(TRY IT): Could you reproduce all of the records exactly?

□ □ □ □ □ □ □

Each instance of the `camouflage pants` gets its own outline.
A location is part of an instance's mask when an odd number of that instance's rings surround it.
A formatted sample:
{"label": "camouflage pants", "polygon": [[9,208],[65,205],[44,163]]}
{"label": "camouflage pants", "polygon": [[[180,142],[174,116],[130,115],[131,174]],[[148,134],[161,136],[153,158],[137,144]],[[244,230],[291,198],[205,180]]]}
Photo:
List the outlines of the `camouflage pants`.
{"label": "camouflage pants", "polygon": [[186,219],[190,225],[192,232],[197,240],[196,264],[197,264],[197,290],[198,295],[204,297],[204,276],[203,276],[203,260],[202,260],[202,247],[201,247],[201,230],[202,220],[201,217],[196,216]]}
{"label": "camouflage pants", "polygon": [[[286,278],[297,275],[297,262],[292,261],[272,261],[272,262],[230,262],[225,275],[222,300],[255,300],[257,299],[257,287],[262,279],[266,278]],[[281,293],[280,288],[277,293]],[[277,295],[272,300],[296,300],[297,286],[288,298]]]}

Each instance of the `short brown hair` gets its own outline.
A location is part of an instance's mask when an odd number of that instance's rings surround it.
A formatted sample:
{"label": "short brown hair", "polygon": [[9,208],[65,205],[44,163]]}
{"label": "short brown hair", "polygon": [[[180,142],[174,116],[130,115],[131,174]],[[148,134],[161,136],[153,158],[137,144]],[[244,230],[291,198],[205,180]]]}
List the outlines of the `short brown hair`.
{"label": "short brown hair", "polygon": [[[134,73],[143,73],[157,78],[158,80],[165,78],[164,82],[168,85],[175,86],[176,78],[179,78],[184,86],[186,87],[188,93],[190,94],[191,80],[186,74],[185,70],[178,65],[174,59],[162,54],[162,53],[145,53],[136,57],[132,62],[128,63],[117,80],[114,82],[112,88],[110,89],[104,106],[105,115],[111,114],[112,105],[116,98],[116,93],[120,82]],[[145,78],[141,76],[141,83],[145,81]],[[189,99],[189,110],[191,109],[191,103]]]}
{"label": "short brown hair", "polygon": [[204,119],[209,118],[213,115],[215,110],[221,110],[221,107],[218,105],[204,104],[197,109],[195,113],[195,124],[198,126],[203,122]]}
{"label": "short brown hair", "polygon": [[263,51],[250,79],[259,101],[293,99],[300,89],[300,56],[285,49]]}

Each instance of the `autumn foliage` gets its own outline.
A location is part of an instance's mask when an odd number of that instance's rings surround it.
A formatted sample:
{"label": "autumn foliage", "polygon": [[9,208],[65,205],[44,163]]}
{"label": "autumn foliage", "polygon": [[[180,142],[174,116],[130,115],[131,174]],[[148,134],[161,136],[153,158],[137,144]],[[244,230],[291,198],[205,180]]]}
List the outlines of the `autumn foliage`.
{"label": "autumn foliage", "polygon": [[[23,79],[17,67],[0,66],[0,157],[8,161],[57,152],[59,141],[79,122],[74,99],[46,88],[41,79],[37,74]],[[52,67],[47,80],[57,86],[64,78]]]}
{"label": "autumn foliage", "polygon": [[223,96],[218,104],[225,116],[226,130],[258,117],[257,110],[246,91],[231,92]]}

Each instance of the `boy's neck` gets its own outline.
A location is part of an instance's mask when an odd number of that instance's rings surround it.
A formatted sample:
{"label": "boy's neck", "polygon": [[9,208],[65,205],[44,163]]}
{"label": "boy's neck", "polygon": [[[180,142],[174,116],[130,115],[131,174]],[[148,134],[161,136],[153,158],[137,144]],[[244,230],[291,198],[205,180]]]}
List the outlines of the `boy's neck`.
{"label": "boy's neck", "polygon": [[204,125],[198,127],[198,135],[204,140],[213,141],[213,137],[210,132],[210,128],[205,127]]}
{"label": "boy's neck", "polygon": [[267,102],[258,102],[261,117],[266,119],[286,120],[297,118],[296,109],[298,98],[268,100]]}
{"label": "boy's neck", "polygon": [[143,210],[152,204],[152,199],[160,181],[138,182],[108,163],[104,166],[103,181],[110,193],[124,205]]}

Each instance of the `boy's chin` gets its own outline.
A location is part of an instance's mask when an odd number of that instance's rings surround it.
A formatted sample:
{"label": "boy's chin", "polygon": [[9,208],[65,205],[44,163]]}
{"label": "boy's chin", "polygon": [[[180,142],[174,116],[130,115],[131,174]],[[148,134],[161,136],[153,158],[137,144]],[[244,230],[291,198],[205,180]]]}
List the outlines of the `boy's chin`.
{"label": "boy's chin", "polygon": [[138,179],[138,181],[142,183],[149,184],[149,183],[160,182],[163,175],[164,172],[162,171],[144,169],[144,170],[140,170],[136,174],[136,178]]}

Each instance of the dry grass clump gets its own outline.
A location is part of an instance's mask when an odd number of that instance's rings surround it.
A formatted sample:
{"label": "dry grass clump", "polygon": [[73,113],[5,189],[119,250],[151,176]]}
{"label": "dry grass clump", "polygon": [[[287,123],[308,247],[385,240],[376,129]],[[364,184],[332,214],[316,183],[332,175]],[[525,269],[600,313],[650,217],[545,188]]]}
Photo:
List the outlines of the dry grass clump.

□ □ □ □ □ □ □

(TASK RESPONSE):
Each instance of the `camouflage pants` gets its own outline.
A location is part of an instance's mask when an odd number of that instance's rings surround it.
A formatted sample:
{"label": "camouflage pants", "polygon": [[9,208],[65,205],[44,163]]}
{"label": "camouflage pants", "polygon": [[[180,142],[174,116],[130,115],[131,174]],[[148,134],[161,136],[153,158],[137,144]],[[244,230],[291,198],[205,180]]]}
Photo:
List the outlines of the `camouflage pants`.
{"label": "camouflage pants", "polygon": [[186,219],[190,225],[192,232],[197,240],[196,264],[197,264],[197,290],[198,295],[204,297],[204,276],[203,276],[203,260],[202,260],[202,247],[201,247],[201,230],[202,220],[201,217],[196,216]]}
{"label": "camouflage pants", "polygon": [[[286,278],[297,275],[297,262],[292,261],[272,261],[272,262],[230,262],[225,275],[222,300],[255,300],[257,299],[257,287],[262,279],[266,278]],[[281,293],[280,288],[277,293]],[[277,295],[272,300],[296,300],[297,286],[288,298]]]}

Each instance of the `short brown hair` gets its own outline.
A location is part of an instance's mask when an odd number of that instance's rings surround it.
A formatted sample:
{"label": "short brown hair", "polygon": [[9,208],[65,205],[44,163]]}
{"label": "short brown hair", "polygon": [[[180,142],[174,116],[130,115],[131,174]],[[148,134],[161,136],[153,158],[137,144]],[[244,230],[291,198],[205,180]]]}
List the outlines of the `short brown hair`.
{"label": "short brown hair", "polygon": [[[134,73],[143,73],[157,78],[158,80],[165,78],[164,82],[168,85],[175,86],[176,78],[179,78],[184,86],[186,87],[188,93],[190,94],[191,80],[186,74],[185,70],[178,65],[174,59],[162,54],[162,53],[145,53],[136,57],[132,62],[128,63],[117,80],[114,82],[112,88],[110,89],[104,106],[105,115],[111,114],[112,105],[116,98],[116,93],[120,82]],[[145,78],[141,76],[141,83],[145,81]],[[189,99],[189,110],[191,109],[191,103]]]}
{"label": "short brown hair", "polygon": [[204,119],[209,118],[213,115],[215,110],[221,110],[221,107],[218,105],[204,104],[197,109],[195,113],[195,124],[198,126],[203,122]]}
{"label": "short brown hair", "polygon": [[263,51],[250,79],[259,101],[293,99],[300,89],[300,56],[285,49]]}

Each instance of the `autumn foliage` gets its own outline.
A location is part of an instance's mask when an odd number of that instance's rings surround it.
A formatted sample:
{"label": "autumn foliage", "polygon": [[9,208],[65,205],[44,163]]}
{"label": "autumn foliage", "polygon": [[[180,142],[174,116],[130,115],[131,174]],[[148,134],[161,136],[153,158],[137,144]],[[244,230],[291,198],[205,180]]]}
List the outlines of the `autumn foliage`.
{"label": "autumn foliage", "polygon": [[[23,79],[17,67],[0,66],[0,157],[8,161],[57,152],[59,141],[79,122],[74,99],[46,88],[41,79],[37,74]],[[52,67],[47,80],[57,86],[64,78]]]}
{"label": "autumn foliage", "polygon": [[223,96],[218,104],[225,116],[226,130],[258,117],[257,110],[246,91],[231,92]]}

Each instance of the `boy's neck` gets its own outline.
A location is part of an instance's mask when an odd number of that instance's rings surround it.
A formatted sample:
{"label": "boy's neck", "polygon": [[9,208],[65,205],[44,163]]}
{"label": "boy's neck", "polygon": [[[180,142],[174,116],[130,115],[131,174]],[[148,134],[161,136],[153,158],[137,144]],[[244,230],[291,198],[205,180]]]}
List the outlines of the `boy's neck`.
{"label": "boy's neck", "polygon": [[204,125],[198,127],[198,135],[204,140],[213,141],[213,137],[210,132],[210,128],[205,127]]}
{"label": "boy's neck", "polygon": [[267,102],[258,102],[261,117],[266,119],[286,120],[297,118],[296,109],[298,98],[268,100]]}
{"label": "boy's neck", "polygon": [[143,210],[152,204],[152,199],[160,181],[138,182],[108,163],[104,166],[103,181],[110,193],[124,205]]}

Each instance of the `boy's chin` gets its own outline.
A location is part of an instance's mask when an odd number of that instance's rings surround it.
A formatted sample:
{"label": "boy's chin", "polygon": [[9,208],[65,205],[44,163]]}
{"label": "boy's chin", "polygon": [[[180,142],[174,116],[130,115],[131,174]],[[148,134],[161,136],[153,158],[137,144]],[[244,230],[291,198],[205,180]]]}
List the outlines of the `boy's chin`.
{"label": "boy's chin", "polygon": [[138,179],[138,181],[142,183],[149,184],[149,183],[160,182],[163,175],[164,172],[162,171],[144,169],[144,170],[140,170],[136,174],[136,178]]}

Each instance of the dry grass clump gets its own outline.
A location is part of an instance's mask when an odd number of that instance's rings surround it.
A formatted sample:
{"label": "dry grass clump", "polygon": [[73,113],[5,189],[119,250],[151,176]]}
{"label": "dry grass clump", "polygon": [[[287,123],[308,247],[385,240],[376,129]],[[364,184],[332,214],[316,183],[332,175]],[[525,269],[600,313],[650,217],[545,188]]]}
Photo:
List the outlines of the dry grass clump.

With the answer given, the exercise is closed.